**Provided records:**

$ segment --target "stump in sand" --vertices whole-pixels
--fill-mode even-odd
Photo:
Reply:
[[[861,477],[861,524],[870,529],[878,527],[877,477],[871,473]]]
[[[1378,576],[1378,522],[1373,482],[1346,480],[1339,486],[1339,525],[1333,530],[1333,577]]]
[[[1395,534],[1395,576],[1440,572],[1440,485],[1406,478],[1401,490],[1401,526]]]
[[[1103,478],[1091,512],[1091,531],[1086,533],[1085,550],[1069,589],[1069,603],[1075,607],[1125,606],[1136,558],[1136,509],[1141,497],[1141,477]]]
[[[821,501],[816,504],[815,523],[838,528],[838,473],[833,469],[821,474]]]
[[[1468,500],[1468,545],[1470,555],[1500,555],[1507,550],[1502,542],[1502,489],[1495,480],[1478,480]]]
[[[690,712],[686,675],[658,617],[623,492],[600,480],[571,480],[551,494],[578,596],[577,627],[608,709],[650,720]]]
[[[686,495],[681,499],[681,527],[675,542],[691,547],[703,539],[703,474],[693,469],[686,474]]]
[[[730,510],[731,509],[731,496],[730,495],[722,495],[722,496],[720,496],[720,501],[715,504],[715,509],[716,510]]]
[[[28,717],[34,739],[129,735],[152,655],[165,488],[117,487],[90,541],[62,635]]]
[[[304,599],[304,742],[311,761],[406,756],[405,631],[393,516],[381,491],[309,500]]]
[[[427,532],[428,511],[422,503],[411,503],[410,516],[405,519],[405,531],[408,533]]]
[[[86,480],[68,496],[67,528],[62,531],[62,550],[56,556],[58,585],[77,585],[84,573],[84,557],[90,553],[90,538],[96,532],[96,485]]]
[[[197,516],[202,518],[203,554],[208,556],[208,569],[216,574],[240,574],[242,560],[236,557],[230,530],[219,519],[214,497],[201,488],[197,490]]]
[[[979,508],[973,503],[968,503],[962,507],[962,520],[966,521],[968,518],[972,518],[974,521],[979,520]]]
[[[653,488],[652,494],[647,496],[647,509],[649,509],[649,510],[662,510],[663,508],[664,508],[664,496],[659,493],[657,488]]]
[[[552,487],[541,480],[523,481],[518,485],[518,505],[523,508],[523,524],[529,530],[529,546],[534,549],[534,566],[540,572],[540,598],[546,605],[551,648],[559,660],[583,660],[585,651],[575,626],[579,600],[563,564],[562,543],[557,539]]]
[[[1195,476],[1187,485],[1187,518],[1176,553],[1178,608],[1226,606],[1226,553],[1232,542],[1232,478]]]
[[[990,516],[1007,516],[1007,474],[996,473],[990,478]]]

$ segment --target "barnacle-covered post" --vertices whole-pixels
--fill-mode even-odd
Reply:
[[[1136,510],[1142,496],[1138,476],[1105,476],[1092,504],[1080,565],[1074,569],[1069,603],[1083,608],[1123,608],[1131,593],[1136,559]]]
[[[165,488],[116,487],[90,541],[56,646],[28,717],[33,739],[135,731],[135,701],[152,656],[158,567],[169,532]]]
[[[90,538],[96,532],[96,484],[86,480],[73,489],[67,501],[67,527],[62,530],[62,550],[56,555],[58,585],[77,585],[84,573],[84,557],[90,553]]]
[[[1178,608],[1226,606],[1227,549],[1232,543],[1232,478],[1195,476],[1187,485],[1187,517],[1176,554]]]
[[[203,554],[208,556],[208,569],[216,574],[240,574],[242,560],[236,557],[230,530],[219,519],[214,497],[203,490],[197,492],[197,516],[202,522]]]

**Goal of the exercise:**
Restate the records above in full, keeping each line exactly as it stands.

**Response area:**
$ segment --target "stump in sand" --vertices whole-pixels
--fill-mode even-odd
Photo:
Reply:
[[[861,477],[861,524],[870,529],[878,527],[877,477],[871,473]]]
[[[1378,576],[1378,522],[1373,482],[1346,480],[1339,486],[1339,525],[1333,530],[1333,577]]]
[[[1395,534],[1395,576],[1440,572],[1440,485],[1406,478],[1401,490],[1401,526]]]
[[[1103,478],[1091,512],[1091,531],[1086,533],[1085,550],[1069,589],[1069,603],[1075,607],[1125,606],[1136,558],[1136,509],[1141,497],[1141,477]]]
[[[821,501],[816,504],[815,523],[838,528],[838,473],[833,469],[821,474]]]
[[[1468,500],[1468,545],[1470,555],[1500,555],[1507,550],[1502,542],[1502,489],[1495,480],[1478,480]]]
[[[690,712],[686,675],[658,617],[623,492],[600,480],[571,480],[551,494],[578,596],[577,627],[608,709],[650,720]]]
[[[686,495],[681,499],[681,527],[675,542],[691,547],[703,539],[703,474],[693,469],[686,474]]]
[[[730,510],[731,509],[731,496],[730,495],[722,495],[722,496],[720,496],[720,501],[715,504],[715,509],[716,510]]]
[[[28,717],[34,739],[129,735],[152,655],[165,488],[117,487],[90,541],[62,635]]]
[[[304,599],[304,742],[311,761],[406,756],[405,631],[393,516],[381,491],[309,500]]]
[[[427,532],[428,511],[422,503],[411,503],[410,516],[405,519],[405,531],[408,533]]]
[[[86,480],[68,496],[67,528],[62,531],[62,550],[56,556],[58,585],[77,585],[84,573],[84,557],[90,553],[90,538],[96,532],[96,485]]]
[[[197,516],[202,518],[203,554],[208,556],[208,569],[216,574],[240,574],[242,560],[236,557],[230,530],[219,519],[214,497],[201,488],[197,490]]]
[[[979,508],[973,503],[968,503],[962,507],[962,520],[966,521],[968,518],[972,518],[974,521],[979,520]]]
[[[653,488],[652,494],[647,496],[647,509],[649,509],[649,510],[662,510],[663,508],[664,508],[664,496],[659,493],[657,488]]]
[[[552,487],[541,480],[523,481],[518,485],[518,505],[523,508],[523,524],[529,530],[529,546],[534,549],[534,566],[540,572],[540,598],[546,605],[551,648],[559,660],[583,660],[585,651],[575,626],[579,600],[563,564],[562,543],[557,539]]]
[[[1195,476],[1187,485],[1187,518],[1176,553],[1178,608],[1226,606],[1226,553],[1232,542],[1232,478]]]
[[[990,516],[1007,516],[1007,474],[996,473],[990,478]]]

$ segment --target "barnacle-covered post" --vertices whole-pixels
--fill-mode even-odd
Reply:
[[[1136,510],[1142,496],[1138,476],[1105,476],[1092,504],[1080,565],[1074,569],[1069,603],[1083,608],[1123,608],[1131,593],[1136,559]]]
[[[165,488],[116,487],[90,541],[56,646],[28,717],[33,739],[135,731],[135,701],[152,656],[158,567],[169,532]]]
[[[90,538],[96,532],[96,484],[86,480],[73,489],[67,501],[67,527],[62,530],[62,550],[56,555],[58,585],[77,585],[84,573],[84,557],[90,553]]]
[[[1178,608],[1226,606],[1227,549],[1232,543],[1232,478],[1195,476],[1187,485],[1187,517],[1176,554]]]
[[[203,554],[208,556],[208,569],[216,574],[240,574],[242,560],[236,557],[230,530],[219,519],[214,497],[203,490],[197,492],[197,516],[202,522]]]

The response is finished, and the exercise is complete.